-- start of ROWS --
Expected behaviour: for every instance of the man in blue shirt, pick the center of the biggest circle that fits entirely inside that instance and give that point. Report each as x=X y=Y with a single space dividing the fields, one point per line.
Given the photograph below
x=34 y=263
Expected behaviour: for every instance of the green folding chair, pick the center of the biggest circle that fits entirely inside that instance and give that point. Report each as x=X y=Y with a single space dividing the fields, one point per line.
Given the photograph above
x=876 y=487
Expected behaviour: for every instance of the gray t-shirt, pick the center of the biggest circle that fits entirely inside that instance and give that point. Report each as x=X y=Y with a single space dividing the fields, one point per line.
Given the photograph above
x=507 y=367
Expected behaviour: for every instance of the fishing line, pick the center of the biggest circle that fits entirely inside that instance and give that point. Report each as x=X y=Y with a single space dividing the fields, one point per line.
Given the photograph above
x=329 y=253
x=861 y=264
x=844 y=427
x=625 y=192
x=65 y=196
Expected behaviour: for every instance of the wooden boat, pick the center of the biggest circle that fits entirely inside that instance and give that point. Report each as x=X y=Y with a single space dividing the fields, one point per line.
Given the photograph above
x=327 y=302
-- end of ROWS --
## PROBLEM TO SOLVE
Copy all of the data above word for word, keeping every line as it appears.

## SOLVED EXERCISE
Expected behaviour: for every instance of the man in blue shirt, pick the center of the biggest circle that fits entirely inside that instance and give that point. Report each as x=X y=Y with a single space dividing the fields, one point per line.
Given the photograph below
x=34 y=263
Expected behaviour: for every instance of the green folding chair, pick the center of the biggest circle that fits entirely inside that instance and give that point. Report each as x=X y=Y with a single space dividing the fields, one point per line.
Given the photograph above
x=876 y=487
Expected behaviour: for every instance of the gray t-shirt, pick the center of the biggest circle that fits entirely inside that instance and give that point. Report each as x=X y=Y with a single space dividing the fields, one point per line.
Given the photograph above
x=507 y=367
Expected behaviour: for every instance of the fishing line, pick the center of the biggest circle that fits entirely inside that instance and give that point. Report each as x=X y=Y with a single space dividing the fields, one point per line.
Given the photograph above
x=329 y=253
x=861 y=264
x=844 y=427
x=625 y=192
x=65 y=196
Expected behaviour: for every instance of the wooden boat, pick the center of the biggest circle that fits entirely inside that instance and give that point. Report each as x=X y=Y with a single space dividing the fields, one point per line.
Given the photograph above
x=327 y=302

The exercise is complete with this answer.